_ARBEITSAUFTRÄGE_
#1 Wie lässt sich der Dokumentabschnitt in zwei Sätzen zusammenfassen?
#2 Welche taggenauen Datumsangaben (Tag, Monat, Jahr) enthält der Dokumentabschnitt? Führen Sie jedes Datum nur einmal auf.

_DOKUMENTABSCHNITT_

════

Zu Unrecht beruft sich der Beklagte darauf, dass ihm die Sachen nicht gehören würden und deshalb ein Vermieterpfandrecht an ihnen habe nicht entstehen können. Aus dem Schreiben der ... vom 05.01.2006 (Bl. 43) ergibt sich, dass die Sicherungsübereignung an die ... dem Vermieterpfandrecht nicht entgegensteht. Sie erfolgte erst mit Verträgen vom 30.03.2004 bzw. 11.01.2005 und damit nach Entstehung des Vermieterpfandrechts, das die Klägerin mit Einbringung der Gegenstände in die vom Beklagten bereits am 01.02.2004 übernommenen Mieträume erwarb. Doch selbst wenn ein Vermieterpfandrecht nicht entstanden wäre, hätte jedenfalls der Beklagte keinen Anspruch auf Herausgabe der Gegenstände an sich. Ist er nicht Eigentümer der Gegenstände, hat er kein Recht an ihnen. Dass und wie ihn der angebliche Eigentümer zur Geltendmachung des Herausgabeanspruchs ermächtigt hat, legt der Beklagte nicht dar. Aus dem Schreiben der ... vom 05.01.2006 (Bl. 43) ergibt sich eine Ermächtigung zur Prozessführung nicht. Der Beklagte hat es auch nicht zu diesem Zweck vorgelegt, sondern nur zum Beleg dafür, dass die ... ihm die Abholung erlaubt hat.
10 
Ebenso wenig kann sich der Beklagte auf § 811 Nr. 5 ZPO berufen, wonach bei Personen, die aus ihrer körperlichen oder geistigen Arbeit oder sonstigen persönlichen Leistungen ihren Erwerb ziehen, die zur Fortsetzung dieser Erwerbstätigkeit erforderlichen Gegenstände unpfändbar sind. Zwar schadet eine zeitweilige Nichtausübung der Erwerbstätigkeit, etwa wegen Krankheit oder Haft, nicht. Die Möglichkeit künftiger Berufsausübung genügt jedoch nur, wenn schon eine konkrete Aussicht auf baldige Realisierung besteht (vgl. etwa Musielak, ZPO, 5. Aufl., § 811 Rn. 19 mit Rechtsprechungsnachweisen; Thomas/Putzo, ZPO, 28. Aufl., § 811 Rn. 25). Der Beklagte hat nicht dargelegt, dass er bei Schließung des Studios in den Räumen der Klägerin konkrete Aussichten auf Eröffnung eines Studios an anderer Stelle hatte, sondern sich nur allgemein auf § 811 ZPO berufen. Die Klägerin hingegen hat mit Schriftsatz vom 20.12.2006 (Bl. 246) vorgetragen, dass das andere Sonnenstudio des Beklagten im Frühsommer 2006, also bald ein Jahr nach Schließung desjenigen in den Räumen der Klägerin, eröffnet und zudem Ende 2006 bereits wieder geschlossen worden sei. Selbst wenn man, ohne dass der Beklagte dies konkret vorgetragen hat, zu seinen Gunsten aus dem Schreiben der ... vom 05.01.2006 entnehmen würde, dass er bereits im Januar 2006 ein anderes Studio eröffnen wollte, ergibt sich mangels näherer Darlegung durch den Beklagten nicht, dass eine entsprechende Absicht bereits ein halbes Jahr zuvor bestand und jetzt noch besteht. Es ist weder erkennbar, dass im Sommer 2005 eine konkrete Aussicht auf Fortsetzung der entsprechenden Berufstätigkeit des Beklagten bestand noch dass sie jetzt besteht.

════

_ERFASSTE DATEN_
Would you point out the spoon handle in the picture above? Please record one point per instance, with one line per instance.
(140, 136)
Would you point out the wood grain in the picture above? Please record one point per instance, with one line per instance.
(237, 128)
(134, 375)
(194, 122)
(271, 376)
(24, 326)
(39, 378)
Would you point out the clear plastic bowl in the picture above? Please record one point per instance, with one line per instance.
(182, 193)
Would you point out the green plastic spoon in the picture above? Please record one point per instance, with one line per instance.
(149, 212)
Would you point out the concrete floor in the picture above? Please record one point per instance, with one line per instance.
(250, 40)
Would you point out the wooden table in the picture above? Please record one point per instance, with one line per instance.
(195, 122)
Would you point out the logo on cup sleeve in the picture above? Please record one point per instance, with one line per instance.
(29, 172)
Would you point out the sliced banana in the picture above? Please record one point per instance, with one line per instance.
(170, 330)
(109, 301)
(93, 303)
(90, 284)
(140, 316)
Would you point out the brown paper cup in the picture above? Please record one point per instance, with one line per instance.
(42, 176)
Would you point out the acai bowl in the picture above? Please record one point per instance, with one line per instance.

════

_ANTWORTEN_
#1 Der Beklagte kann sich nicht darauf berufen, dass ihm die Sachen nicht gehören: Die Sicherungsübereignung erfolgte erst nach Entstehung des Vermieterpfandrechts der Klägerin, und selbst ohne ein solches Pfandrecht hätte er als Nichteigentümer keinen Anspruch auf Herausgabe an sich. Auch auf § 811 Nr. 5 ZPO kann er sich nicht stützen, weil nicht erkennbar ist, dass im Sommer 2005 oder jetzt eine konkrete Aussicht auf Fortsetzung seiner Berufstätigkeit bestand.

#2
- 05.01.2006
- 30.03.2004
- 11.01.2005
- 01.02.2004
- 20.12.2006